▸ Written tasks
1. In the backup page, what command sets the access mode on the /backup directory?
2. Continue the page on setting up backups, starting right after its last line.

▸ Document
>>>>
Backup

From Organic Design wiki
Revision as of 12:24, 5 February 2015 by Nad (talk | contribs) (ADrive - Excellent Cloud Storage Service)

The organic design backups are created daily and compressed to 7zip and distributed over Secure Copy Protocol (SCP) to various other domains.

ADrive - Excellent Cloud Storage Service

There's a lot of very good backup services around now, many offering 50GB or more of free storage space, but one thing I haven't been able to find for free is a service offering a good amount of space that allows files to be transferred using standard Linux shell commands such as rsync and scp. Last month I found ADrive which offers an excellent 100GB service for only $2.50 per month that has many useful features such as public files, shared online editing and more. But most importantly from my perspective is that they allow transfer via rsync and scp with zero-configuration and an excellent data transfer rate! this means I can have my servers automatically transfer my encrypted backup files to the ADrive cloud storage on a schedule. Sign up with my referrer link and then check out our rsync article for details about how to automatically sync encrypted backups to your ADrive account.

Setting up automated backups over SCP

The backups are done by running the backup-host.pl script from root. The script expects each host in the backup network to have a dedicated user called scp and a directory called /backup which must be writable by the scp user so that backups being transferred from remote servers can be put there. We can create the directory and give it the minimum level of access as follows,

<bash>mkdir /backup

chown root:scp /backup chmod 730 /backup</bash>

This allows the scp user to create new backup files and write to them, but it doesn't have any permission to read them.

Each scp user will have the same RSA key pair and authorized_keys file in it's .ssh directory, the latter containing the following line to allow the scp user to do nothing but accept files into the /backup directory (sending is done by the root user, so only receiving needs to be allowed by the scp user).

command="scp -t /backup",no-port-forwarding,no-pty,no-agent-forwarding,no-X11-forwarding ssh-rsa AAAAB3Nza...jdIKh4jjd scp@od


When initially setting up a new host to be part of the backup network a manual transfer must first be done to each of the remote hosts to ensure their fingerprints are added to the known_hosts file. The target directory is just "/" because the root directory for scp users is forced to /backup in their authorized_keys file. This must be done from a root shell because the scp users don't have permission to do anything except receive backup files.

<bash>echo "TestFile" > foo

scp -i /home/scp/.ssh/id_rsa foo scp@host1.com:/ scp -i /home/scp/.ssh/id_rsa foo scp@host2.com:/ scp -i /home/scp/.ssh/id_rsa foo scp@host3.com:/</bash>

The configuration file

The configiration for the backups is done via a file in the same directory as the script called backup-host.conf The following parameters are recognised:

$admin

The email address that important information such as low space or failed transfers should be sent to. The default is admin@organicdesign.co.nz.

$host

The name that should be included at the start of the backup files to identify the machine that they're backed up on. The default is the machines hostname, but it's useful to be able to override this since many servers are given meaningless hostnames, or have the same hostname as other servers in the network.

$pass

The MySQL root password for backup up the MySQL databases, and/or for encrypting the backups of confgiuration files.
<<<<
▸ Dataset excerpts
>>>>
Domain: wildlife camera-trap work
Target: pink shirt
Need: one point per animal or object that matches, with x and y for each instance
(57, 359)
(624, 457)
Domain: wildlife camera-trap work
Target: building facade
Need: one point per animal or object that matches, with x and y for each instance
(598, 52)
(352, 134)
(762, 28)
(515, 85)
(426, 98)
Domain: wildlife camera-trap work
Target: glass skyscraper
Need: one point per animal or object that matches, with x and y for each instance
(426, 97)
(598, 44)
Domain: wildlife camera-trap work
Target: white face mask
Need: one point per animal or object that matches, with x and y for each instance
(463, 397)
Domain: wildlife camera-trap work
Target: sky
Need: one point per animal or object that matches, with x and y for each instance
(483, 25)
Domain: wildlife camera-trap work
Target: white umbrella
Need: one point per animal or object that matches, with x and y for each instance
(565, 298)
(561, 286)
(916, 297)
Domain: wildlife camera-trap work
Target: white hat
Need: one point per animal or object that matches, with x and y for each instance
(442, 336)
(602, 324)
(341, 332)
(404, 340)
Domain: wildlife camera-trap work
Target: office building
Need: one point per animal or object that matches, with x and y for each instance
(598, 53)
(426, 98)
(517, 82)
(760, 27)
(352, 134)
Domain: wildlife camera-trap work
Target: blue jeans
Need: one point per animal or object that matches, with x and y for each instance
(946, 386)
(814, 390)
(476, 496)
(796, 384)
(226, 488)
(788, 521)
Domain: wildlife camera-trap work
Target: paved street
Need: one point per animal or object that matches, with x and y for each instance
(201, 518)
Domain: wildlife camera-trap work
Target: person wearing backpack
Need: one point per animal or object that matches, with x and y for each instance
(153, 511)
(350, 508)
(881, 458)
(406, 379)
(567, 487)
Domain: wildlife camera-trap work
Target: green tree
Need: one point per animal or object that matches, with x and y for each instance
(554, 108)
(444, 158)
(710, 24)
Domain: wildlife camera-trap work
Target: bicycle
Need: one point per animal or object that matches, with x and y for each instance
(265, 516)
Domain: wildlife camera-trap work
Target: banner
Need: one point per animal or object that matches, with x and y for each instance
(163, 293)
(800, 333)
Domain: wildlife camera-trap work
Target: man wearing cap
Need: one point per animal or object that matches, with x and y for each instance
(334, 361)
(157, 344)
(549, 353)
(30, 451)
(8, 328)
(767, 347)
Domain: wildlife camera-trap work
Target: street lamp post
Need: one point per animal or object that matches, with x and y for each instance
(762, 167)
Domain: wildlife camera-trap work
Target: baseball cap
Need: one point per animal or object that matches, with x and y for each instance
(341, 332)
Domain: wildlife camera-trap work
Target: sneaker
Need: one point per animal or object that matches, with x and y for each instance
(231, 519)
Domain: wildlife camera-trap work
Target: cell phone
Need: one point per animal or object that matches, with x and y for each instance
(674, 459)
<<<<
▸ Task responses
1. chmod 730 /backup

2.
$disk

This is the device name such as /dev/sda1 that, if set, will report low space notification to the admin email address so that manual file pruning can be done if necessary.

$free

The number of gigabytes of free space below which a low-space notification email will be sent to the admin email address.

@conf

A list of files that should be encrypted (with root MySQL password) as they may contain sensitive information such as passwords or private keys.

@files

A list of file/directory locations to include in weekly file backups.

@excl

A list of file/directory locations that should be excluded from the file backups, this should include locations which are very large and don't undergo change since they'll be better manually backed up, and also any files that may contain sensitive information. Note that there's no need to include any of the locations listed in @conf as these will automatically be excluded.

@scp

A list of servers to send backups to over SCP protocol using the scp user.

File pruning

The backup files will take up a huge amount of space as time goes on, because each year they'll be 365 database backups and 52 file-system and configuration backups, and there could be a number of hosts sending their backups to each server too. To prevent the space getting quickly consumed, the backup files are "pruned" so that there are fewer and fewer of them as they get older.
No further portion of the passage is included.